> _Passage provided_:

Look at this image. Do you feel your fat suit? I did when I was 50 lbs heavier and I do right now as I gear up to take the last 15 or so off.

Everyone by now has heard me say, “you can’t out-exercise your mouth.”  I think most realize that movement is amazing for health, but relative to how many calories one can stuff into their mouth on any given day, movement is probably only a small part of the weight loss plan.  Here is the corollary to that quote: You must go on a high fat diet to lose weight.

It’s ALWAYS true. Let’s see why.

Saving For a Rainy Day

I hope everyone came away understanding that carbohydrate is neither bad, nor unhealthy.  We have been taught in the last few years to fear carbs and before that it was fat.  The reality is that our bodies run on a carbohydrate based economy – Glucose.  When we consume too much energy, the evolutionary survival trait kicks in and we naturally store this energy as fat in adipose tissue to use at a later day.

Our problem is the later day never comes.

In organic chemistry we refer to this class of compounds as Lipids. They are mostly carbon and hydrogen, but are very different than carbohydrates. For one, they are typically insoluble in water – you’ve seen the oil floating in vinegar and oil dressing.  Lipids act in the same way.  There are three main categories of Lipids: Fats, phospholipids, and steroids.

> _Activity A_: Decide whether each statement agrees with the weight-loss passage. Answer yes or no for each, quoting the words that decide it. (i) Carbohydrate is described as neither bad nor unhealthy. (ii) Lipids are said to be typically soluble in water. (iii) Lipids are divided into four main categories.
> _Activity B_: Extract the part of the weight-loss passage starting at "Everyone by now" and ending at "day never comes.".

> _Records shown_:
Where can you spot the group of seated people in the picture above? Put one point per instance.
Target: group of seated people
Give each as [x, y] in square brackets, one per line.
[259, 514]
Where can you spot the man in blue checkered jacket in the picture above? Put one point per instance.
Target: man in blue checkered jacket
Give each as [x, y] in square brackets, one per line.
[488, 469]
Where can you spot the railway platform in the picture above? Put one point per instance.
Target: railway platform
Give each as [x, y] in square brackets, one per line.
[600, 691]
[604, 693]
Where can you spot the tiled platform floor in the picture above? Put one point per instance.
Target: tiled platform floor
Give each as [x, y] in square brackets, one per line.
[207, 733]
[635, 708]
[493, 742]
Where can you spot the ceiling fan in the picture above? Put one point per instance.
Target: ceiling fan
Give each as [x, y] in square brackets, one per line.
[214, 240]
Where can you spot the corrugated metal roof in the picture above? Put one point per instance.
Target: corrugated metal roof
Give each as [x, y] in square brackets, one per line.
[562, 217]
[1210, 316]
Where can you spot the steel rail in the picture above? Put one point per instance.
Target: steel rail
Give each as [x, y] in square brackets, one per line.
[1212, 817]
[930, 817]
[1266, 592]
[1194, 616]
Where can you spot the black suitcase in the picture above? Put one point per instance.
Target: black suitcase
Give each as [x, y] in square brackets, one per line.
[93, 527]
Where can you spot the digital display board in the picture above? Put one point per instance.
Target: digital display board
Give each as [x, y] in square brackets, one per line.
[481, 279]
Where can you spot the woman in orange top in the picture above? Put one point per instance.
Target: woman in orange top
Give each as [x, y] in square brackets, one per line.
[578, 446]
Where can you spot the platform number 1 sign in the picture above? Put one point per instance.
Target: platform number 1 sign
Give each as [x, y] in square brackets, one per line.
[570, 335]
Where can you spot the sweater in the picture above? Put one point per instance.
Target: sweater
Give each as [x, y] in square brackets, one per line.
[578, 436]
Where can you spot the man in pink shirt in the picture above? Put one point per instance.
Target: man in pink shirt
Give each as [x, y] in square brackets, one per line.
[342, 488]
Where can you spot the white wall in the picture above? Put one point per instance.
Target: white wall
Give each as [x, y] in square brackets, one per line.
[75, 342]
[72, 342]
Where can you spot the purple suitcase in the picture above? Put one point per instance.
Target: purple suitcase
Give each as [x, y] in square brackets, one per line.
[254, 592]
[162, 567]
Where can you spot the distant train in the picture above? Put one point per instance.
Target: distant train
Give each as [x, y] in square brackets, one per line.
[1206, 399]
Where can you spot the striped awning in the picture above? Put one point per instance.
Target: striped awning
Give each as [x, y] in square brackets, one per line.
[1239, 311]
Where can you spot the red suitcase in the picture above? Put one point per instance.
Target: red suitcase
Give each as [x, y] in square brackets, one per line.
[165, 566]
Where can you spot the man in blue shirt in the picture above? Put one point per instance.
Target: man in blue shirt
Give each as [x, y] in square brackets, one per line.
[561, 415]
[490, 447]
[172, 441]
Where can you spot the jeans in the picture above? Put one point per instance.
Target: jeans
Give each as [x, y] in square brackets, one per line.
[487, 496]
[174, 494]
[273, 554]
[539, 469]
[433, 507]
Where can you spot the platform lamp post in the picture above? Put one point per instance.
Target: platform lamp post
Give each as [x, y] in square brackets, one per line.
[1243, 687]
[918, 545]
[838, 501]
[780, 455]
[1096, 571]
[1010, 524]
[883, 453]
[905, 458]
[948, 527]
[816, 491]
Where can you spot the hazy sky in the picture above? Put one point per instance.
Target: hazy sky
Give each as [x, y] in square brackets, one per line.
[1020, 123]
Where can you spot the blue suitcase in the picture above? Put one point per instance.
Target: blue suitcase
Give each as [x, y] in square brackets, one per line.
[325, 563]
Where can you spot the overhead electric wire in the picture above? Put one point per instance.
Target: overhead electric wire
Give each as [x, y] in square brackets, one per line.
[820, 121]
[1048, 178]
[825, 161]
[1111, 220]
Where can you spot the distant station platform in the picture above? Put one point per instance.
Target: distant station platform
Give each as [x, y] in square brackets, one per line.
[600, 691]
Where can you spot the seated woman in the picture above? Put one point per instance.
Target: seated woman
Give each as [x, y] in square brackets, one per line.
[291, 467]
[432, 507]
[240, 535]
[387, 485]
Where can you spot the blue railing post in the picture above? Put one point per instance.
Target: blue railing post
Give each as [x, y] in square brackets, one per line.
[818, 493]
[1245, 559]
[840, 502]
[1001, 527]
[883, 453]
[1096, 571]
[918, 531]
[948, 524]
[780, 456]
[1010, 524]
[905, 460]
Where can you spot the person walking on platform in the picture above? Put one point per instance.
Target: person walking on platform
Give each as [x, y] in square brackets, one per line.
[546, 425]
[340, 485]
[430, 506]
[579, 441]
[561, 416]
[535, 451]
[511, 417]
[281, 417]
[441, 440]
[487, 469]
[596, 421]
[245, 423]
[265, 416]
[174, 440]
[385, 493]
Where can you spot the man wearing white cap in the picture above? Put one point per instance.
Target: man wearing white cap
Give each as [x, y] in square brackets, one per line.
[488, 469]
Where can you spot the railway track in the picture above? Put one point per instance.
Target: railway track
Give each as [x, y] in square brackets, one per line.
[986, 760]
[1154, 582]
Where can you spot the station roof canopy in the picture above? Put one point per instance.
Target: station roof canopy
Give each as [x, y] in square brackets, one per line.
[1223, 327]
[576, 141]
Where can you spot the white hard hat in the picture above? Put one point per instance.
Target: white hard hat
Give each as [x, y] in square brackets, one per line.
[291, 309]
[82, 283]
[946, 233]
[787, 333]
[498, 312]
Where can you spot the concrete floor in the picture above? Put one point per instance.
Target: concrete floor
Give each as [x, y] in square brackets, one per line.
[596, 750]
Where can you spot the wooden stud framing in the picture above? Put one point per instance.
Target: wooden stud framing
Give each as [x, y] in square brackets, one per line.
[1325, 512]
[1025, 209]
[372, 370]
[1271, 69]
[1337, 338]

> _Answer A_:
(i) Yes: "I hope everyone came away understanding that carbohydrate is neither bad, nor unhealthy."
(ii) No: "For one, they are typically insoluble in water"
(iii) No: "There are three main categories of Lipids: Fats, phospholipids, and steroids."

> _Answer B_:
Everyone by now has heard me say, “you can’t out-exercise your mouth.”  I think most realize that movement is amazing for health, but relative to how many calories one can stuff into their mouth on any given day, movement is probably only a small part of the weight loss plan.  Here is the corollary to that quote: You must go on a high fat diet to lose weight.

It’s ALWAYS true. Let’s see why.

Saving For a Rainy Day

I hope everyone came away understanding that carbohydrate is neither bad, nor unhealthy.  We have been taught in the last few years to fear carbs and before that it was fat.  The reality is that our bodies run on a carbohydrate based economy – Glucose.  When we consume too much energy, the evolutionary survival trait kicks in and we naturally store this energy as fat in adipose tissue to use at a later day.

Our problem is the later day never comes.